=== EXERCISES ===
1. Copy the pointing dataset records below line for line, leaving out the pictures.
2. Write the next part of the commentary on the Tower of Babel, starting after its final sentence.

[START QUOTED PASSAGE]

With their one language, people started building a tower “whose top is in the heavens… lest we be scattered abroad over the face of the whole earth” (Gen 11:4). I love this verse because they’re like, “Oh boy, we better not get scattered to the four winds! That would be terrible!” And then the Lord sees them and does exactly that. Once again, the Lord refers to Himself in the first-person plural: “Come, let Us go down and there confuse their language” (Gen 11:7).

So God does this apparently because humans will be able to do anything they want! With one language, they could build a tower straight up to Heaven, which once again points back to the Hebrew mythology of a heavenly realm located physically above the Earth.

This baffles me a little, and Matthew Henry gives me no placating explanation. I think… firstly the location of Babel is in the land of Shinar, which was mentioned previously as part of the kingdom of Nimrod in Gen 10. So we already know that these are not supposed to be the godly folk. With that in mind, it seems that their hubris was their undoing; with one language they could have accomplished many great works but instead decided to essentially rebel against God by saying, “Screw the rules, we’re building our way to Heaven!” And the Lord says no.

[END QUOTED PASSAGE]
[START GIVEN INFORMATION]

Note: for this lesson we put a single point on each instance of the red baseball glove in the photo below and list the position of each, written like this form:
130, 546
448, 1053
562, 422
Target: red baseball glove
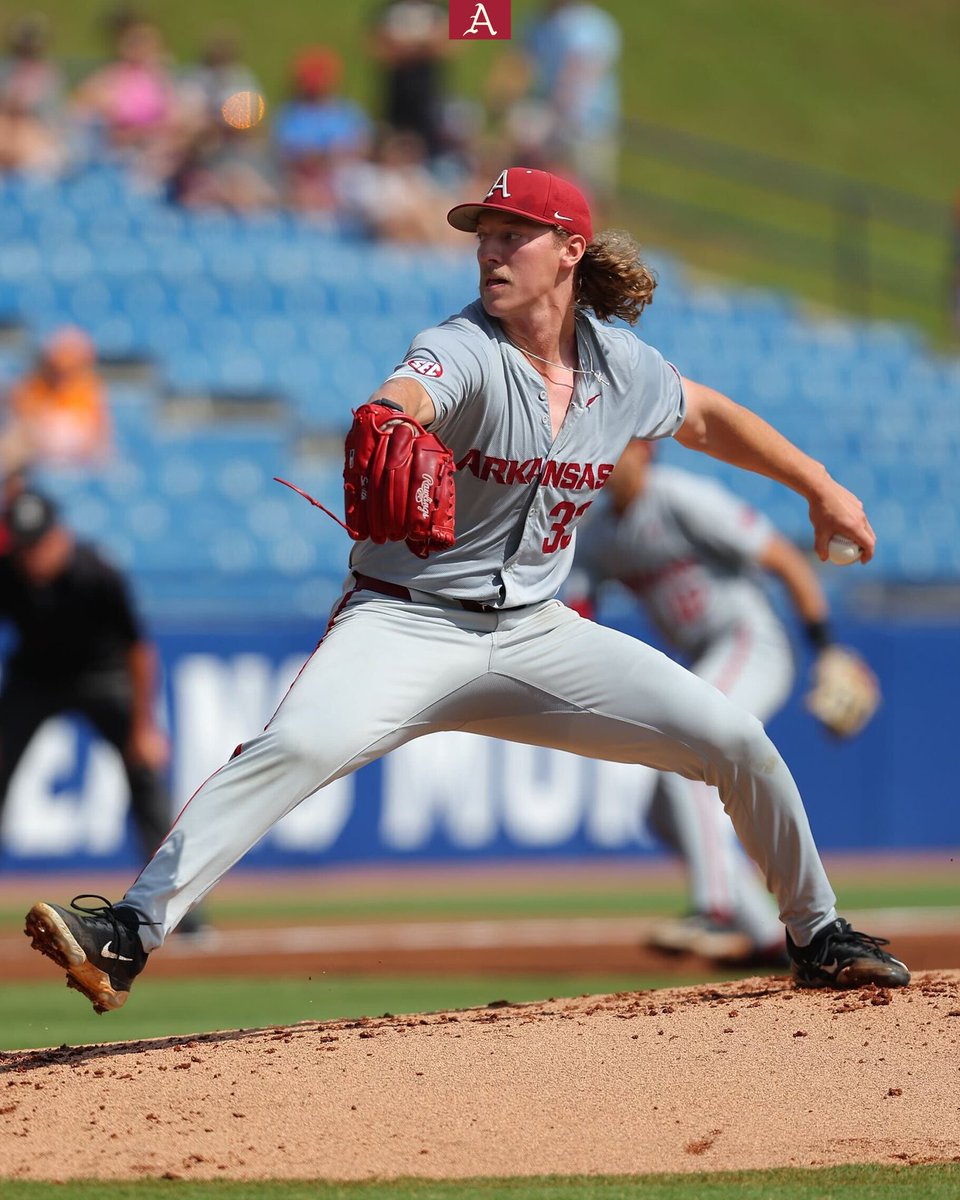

[END GIVEN INFORMATION]

=== ANSWERS TO EACH TASK ===
1.
Note: for this lesson we put a single point on each instance of the red baseball glove in the photo below and list the position of each, written like this form:
130, 546
448, 1053
562, 422
Target: red baseball glove

2.
So He punishes them for their hubris and their disrespect by confounding their language and scattered them all over the world. Apparently this is part of the plan, that humanity will be divided. The eventual reunification will come with Christ, apparently. So sayeth Matthew Henry:

“The children of men never did, nor ever will, come all together again, till the great day, when the Son of man shall sit upon the throne of his glory, and all nations shall be gathered before him.” ¹

Mankind does seem to have this problem where we help each other in our misery rather than lifting out of it. Ruiz says as much, that we have agreements to help each other suffer.² Suffering is comfortable because we are so used to it, but the company of angry, fearful fellows does not beat the serenity that can be found within. It is a hard lesson to learn, but the more people that learn it, the better we will be as a species.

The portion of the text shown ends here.